• _Instructions to follow_
In the records, find every line with the word "jeans" and copy it out.

• _Supplied data_
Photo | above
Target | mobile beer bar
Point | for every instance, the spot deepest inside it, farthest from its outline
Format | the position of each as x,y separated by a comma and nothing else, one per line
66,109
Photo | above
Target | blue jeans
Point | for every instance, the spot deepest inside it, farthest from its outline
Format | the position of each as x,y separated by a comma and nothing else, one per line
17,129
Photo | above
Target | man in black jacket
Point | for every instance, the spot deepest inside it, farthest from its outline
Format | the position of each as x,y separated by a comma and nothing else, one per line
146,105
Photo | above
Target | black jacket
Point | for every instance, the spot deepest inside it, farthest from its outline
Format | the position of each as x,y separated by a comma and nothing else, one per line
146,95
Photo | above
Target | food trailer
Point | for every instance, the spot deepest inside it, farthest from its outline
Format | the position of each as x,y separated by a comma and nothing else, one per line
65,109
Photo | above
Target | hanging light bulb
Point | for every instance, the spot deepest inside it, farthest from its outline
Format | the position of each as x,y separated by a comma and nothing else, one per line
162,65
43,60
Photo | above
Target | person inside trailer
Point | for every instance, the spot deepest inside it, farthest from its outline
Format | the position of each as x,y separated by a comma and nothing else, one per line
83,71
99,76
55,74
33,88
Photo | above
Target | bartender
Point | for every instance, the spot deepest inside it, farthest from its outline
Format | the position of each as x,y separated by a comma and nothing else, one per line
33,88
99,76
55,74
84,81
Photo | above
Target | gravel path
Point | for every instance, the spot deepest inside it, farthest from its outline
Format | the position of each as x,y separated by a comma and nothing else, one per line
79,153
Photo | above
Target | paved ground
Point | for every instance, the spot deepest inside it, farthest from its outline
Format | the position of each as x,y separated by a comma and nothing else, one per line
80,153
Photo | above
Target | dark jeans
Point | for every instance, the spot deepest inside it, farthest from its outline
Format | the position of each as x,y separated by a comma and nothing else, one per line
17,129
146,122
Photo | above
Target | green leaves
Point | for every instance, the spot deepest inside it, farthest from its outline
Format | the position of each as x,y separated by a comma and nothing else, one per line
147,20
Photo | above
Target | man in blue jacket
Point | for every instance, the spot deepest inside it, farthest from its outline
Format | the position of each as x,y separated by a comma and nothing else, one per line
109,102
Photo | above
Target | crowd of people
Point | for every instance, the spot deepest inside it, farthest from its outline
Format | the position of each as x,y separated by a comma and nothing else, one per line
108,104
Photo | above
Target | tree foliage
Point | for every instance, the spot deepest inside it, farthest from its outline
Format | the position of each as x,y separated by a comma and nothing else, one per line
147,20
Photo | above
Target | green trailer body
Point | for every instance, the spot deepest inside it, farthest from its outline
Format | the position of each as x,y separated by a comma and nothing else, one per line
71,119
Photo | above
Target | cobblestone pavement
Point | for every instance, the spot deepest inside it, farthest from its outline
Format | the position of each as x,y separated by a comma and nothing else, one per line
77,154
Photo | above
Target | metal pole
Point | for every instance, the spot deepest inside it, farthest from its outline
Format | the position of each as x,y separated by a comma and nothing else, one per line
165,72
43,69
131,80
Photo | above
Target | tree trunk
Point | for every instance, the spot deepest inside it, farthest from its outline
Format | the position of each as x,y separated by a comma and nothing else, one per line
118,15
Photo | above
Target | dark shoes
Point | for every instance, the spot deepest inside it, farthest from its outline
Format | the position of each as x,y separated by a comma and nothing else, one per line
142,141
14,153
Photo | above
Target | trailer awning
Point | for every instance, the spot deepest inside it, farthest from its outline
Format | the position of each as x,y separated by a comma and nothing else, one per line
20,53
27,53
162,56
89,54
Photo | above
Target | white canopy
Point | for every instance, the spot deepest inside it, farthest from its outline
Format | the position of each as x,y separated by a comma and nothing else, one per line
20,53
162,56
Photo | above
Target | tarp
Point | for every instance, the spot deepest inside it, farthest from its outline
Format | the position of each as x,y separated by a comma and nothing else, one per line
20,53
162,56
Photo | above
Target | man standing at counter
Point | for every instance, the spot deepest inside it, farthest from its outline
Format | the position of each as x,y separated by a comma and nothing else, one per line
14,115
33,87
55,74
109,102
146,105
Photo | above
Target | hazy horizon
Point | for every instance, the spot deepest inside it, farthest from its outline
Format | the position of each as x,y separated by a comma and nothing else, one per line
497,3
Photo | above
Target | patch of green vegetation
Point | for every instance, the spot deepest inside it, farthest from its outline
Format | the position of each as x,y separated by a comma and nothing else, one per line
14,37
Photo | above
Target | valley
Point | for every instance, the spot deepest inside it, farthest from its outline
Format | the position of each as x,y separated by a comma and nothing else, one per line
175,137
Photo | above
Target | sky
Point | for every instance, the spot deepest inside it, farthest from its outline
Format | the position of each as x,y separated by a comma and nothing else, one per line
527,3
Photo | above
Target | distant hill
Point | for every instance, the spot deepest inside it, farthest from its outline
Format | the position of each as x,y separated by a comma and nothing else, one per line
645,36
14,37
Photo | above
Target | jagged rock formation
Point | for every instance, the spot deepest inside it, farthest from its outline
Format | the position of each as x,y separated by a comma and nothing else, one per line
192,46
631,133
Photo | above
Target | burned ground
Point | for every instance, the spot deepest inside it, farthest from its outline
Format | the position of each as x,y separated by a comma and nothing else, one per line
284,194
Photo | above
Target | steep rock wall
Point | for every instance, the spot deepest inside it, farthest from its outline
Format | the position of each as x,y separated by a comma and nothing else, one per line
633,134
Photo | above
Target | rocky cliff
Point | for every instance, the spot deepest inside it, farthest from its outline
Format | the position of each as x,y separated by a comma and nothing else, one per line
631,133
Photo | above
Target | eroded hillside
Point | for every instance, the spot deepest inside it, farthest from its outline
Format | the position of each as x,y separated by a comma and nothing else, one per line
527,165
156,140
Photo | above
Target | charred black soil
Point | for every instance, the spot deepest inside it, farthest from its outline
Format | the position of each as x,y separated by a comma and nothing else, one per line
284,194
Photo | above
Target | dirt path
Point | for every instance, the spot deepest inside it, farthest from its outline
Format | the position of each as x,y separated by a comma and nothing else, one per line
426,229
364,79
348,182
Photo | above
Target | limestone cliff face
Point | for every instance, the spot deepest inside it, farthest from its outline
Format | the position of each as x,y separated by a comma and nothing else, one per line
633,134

• _Exercise solution_
Target | blue jeans
Target | dark jeans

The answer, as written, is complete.